> [CONSEGNA A] Nell'articolo sul Museo di storia naturale, riscrivi in forma di elenco il paragrafo che inizia con "Nei magazzini sono conservati", mantenendone i fatti principali.
> [CONSEGNA B] Secondo l'articolo sul Museo di storia naturale, quanti pezzi contano le collezioni complete del museo?

> [ESTRATTO]
########
L’uccello preistorico che “esce” dallo schermo

Durerà solo oggi e domani la “visione in 3D” dell’uccello preistorico che inforcando gli appositi occhialini si vede uscire dallo schermo e prendere un impressionante volo virtuale verso l’osservatore. È l’interattività più spettacolare che ha fatto ingresso al Museo di storia naturale, grazie a tecnologie dell’Area di ricerca, che però non è chiaro se verranno rese stabili oppure no. Per ora no. Il tecnologico “falso” è a due passi dalla ricostruzione perfetta del “Gabinetto zoologico” con strumenti e arredi ottocenteschi che racconta la nascita del museo, le cui collezioni complete contano ben 2 milioni di pezzi, in parte a disposizione solo per studio, nel campo della botanica, della zoologia, paleontologia, mineralogia, biologia marina ed evoluzione umana.
Nei magazzini sono conservati reperti in vasi di formaldeide. Ed è anche in questo invisibile (ai più) patrimonio che si è materializzata in questi giorni una bella faccia di Trieste: la sponsorizzazione. La ditta Alder che in zona industriale produce formaldeide ha “bonificato” l’aria di questi ambienti particolari. Lo studio dentistico Zagar ha donato reperti. La www.trasformazioni-Ts.it ha fornito supporti, anche per la “squala bianca” Carlotta. «È solo così che i musei possono essere aiutati - ha sottolineato il direttore Nicola Bressi -, al momento se ricevessimo denaro finirebbe bloccato dal patto di stabilità che impedisce di spendere...».
########
> [DATI]
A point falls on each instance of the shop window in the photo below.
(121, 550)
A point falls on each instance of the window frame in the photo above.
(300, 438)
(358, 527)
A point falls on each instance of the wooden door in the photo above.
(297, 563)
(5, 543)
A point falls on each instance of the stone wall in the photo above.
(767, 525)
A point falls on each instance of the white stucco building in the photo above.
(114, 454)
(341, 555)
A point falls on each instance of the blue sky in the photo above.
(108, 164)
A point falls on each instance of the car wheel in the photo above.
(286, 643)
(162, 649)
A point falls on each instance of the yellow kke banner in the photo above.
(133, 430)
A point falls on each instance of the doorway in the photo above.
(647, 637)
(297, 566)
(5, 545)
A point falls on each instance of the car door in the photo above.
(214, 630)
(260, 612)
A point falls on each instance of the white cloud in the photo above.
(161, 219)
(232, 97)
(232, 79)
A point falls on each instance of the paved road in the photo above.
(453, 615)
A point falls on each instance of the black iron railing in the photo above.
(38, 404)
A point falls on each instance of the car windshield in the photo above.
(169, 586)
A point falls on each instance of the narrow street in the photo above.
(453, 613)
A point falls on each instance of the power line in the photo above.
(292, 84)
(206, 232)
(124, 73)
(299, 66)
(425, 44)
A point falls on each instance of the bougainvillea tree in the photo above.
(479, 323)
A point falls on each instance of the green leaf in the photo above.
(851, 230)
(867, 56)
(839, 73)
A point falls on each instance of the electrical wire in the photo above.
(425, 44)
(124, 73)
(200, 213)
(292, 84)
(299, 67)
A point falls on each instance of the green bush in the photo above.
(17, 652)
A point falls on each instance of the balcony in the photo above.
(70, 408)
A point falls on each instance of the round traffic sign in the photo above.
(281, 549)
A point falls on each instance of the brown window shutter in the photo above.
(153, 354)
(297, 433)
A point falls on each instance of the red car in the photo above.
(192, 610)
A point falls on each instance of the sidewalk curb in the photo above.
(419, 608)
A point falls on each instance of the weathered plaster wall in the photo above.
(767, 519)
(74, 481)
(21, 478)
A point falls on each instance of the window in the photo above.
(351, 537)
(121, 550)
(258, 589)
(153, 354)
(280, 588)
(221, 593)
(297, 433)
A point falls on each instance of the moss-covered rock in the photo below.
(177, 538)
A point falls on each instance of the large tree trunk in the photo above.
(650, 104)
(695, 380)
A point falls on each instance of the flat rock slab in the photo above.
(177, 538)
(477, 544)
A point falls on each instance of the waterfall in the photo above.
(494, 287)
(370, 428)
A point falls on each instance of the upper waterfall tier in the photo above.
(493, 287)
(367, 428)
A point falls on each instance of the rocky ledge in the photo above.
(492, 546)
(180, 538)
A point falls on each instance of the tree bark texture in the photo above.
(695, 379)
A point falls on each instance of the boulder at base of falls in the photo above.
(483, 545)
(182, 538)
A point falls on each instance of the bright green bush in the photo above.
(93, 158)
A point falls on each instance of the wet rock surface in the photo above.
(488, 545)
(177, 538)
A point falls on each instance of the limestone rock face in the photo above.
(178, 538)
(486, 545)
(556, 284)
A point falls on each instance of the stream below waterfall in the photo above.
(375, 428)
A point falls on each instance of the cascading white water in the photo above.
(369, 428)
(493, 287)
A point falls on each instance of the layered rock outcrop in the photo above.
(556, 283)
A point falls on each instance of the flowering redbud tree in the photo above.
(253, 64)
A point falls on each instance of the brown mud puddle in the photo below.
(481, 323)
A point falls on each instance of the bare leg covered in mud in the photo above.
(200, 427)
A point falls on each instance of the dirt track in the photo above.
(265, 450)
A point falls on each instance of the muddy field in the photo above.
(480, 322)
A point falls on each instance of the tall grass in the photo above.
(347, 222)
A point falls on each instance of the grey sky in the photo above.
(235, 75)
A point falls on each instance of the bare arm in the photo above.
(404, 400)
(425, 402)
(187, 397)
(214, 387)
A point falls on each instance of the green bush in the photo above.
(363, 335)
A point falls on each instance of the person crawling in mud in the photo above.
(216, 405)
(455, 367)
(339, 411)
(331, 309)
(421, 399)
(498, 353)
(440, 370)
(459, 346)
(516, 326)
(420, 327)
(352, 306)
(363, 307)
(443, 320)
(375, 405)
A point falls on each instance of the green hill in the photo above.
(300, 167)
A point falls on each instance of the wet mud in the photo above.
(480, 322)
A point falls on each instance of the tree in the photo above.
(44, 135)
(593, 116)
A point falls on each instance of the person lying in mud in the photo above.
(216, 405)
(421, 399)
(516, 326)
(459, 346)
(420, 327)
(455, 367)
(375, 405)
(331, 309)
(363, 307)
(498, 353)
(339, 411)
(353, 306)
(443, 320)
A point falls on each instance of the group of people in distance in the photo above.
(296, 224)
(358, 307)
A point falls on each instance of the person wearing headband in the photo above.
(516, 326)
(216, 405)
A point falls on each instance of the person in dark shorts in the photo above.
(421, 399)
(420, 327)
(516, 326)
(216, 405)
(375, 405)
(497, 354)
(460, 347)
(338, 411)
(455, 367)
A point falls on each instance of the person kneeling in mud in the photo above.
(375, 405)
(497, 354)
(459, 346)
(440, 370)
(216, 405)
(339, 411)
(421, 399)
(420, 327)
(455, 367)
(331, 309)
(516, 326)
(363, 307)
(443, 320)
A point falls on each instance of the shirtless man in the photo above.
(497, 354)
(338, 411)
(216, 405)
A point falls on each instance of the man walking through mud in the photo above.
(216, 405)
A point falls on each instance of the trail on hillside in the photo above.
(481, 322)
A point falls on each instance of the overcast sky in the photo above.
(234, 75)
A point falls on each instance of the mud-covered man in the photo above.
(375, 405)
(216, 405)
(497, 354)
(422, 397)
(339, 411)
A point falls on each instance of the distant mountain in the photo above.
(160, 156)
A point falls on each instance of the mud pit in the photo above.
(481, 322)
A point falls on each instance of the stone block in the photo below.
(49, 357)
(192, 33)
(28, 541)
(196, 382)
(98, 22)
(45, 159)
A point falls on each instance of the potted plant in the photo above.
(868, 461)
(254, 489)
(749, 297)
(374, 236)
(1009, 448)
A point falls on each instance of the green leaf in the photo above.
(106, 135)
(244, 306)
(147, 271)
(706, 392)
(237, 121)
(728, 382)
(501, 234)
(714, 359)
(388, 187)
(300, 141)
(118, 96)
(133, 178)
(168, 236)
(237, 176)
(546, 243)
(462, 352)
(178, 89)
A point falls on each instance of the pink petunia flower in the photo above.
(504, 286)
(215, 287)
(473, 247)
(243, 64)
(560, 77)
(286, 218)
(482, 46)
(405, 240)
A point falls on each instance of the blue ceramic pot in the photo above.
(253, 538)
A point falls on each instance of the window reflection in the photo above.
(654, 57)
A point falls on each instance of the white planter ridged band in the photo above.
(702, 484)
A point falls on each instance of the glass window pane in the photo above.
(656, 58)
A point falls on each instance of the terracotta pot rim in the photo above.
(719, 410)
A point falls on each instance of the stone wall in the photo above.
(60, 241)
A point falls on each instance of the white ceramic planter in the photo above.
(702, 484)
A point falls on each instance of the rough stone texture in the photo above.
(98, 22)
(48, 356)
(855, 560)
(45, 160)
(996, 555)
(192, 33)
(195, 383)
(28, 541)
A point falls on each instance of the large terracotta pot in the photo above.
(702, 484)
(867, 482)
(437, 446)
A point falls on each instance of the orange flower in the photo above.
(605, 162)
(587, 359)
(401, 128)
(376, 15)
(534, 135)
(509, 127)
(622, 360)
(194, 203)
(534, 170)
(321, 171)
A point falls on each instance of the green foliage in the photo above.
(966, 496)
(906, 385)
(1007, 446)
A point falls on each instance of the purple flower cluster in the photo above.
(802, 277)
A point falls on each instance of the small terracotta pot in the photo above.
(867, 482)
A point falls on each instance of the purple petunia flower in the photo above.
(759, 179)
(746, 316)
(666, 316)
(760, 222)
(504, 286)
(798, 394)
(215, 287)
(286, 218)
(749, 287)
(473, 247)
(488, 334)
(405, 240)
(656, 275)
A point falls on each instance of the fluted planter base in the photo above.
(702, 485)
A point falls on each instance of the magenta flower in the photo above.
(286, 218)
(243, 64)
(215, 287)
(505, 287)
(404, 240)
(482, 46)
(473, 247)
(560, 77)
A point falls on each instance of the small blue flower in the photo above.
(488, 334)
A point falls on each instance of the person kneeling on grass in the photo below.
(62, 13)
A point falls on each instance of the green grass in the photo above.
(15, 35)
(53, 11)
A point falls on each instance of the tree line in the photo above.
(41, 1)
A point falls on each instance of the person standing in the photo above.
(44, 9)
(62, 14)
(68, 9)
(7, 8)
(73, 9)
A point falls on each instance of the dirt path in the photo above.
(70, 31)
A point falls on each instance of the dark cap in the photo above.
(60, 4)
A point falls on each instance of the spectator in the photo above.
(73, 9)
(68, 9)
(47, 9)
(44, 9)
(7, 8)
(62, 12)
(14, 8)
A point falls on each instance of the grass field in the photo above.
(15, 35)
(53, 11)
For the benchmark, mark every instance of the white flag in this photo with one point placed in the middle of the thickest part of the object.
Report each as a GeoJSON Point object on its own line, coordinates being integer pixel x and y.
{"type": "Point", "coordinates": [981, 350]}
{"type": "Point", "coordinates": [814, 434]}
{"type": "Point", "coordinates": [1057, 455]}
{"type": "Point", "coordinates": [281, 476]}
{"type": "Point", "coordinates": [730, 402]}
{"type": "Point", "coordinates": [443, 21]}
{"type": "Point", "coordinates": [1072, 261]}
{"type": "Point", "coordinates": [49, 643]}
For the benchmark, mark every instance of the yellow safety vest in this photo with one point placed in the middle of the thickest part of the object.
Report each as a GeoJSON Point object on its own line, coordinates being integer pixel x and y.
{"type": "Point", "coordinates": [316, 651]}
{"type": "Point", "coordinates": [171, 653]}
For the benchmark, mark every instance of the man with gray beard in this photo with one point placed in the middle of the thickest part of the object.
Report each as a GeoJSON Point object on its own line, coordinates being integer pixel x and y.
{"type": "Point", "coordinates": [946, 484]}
########
> [RISPOSTA A]
- Nei magazzini del museo ci sono reperti conservati in vasi di formaldeide.
- In questi giorni il museo ha ricevuto sponsorizzazioni.
- La ditta Alder, che produce formaldeide in zona industriale, ha "bonificato" l'aria di questi ambienti.
- Lo studio dentistico Zagar ha donato reperti.
- La www.trasformazioni-Ts.it ha fornito supporti, anche per la "squala bianca" Carlotta.
- Secondo il direttore Nicola Bressi, i musei possono essere aiutati solo così: oggi il denaro ricevuto resterebbe bloccato dal patto di stabilità.

> [RISPOSTA B] 2 milioni di pezzi.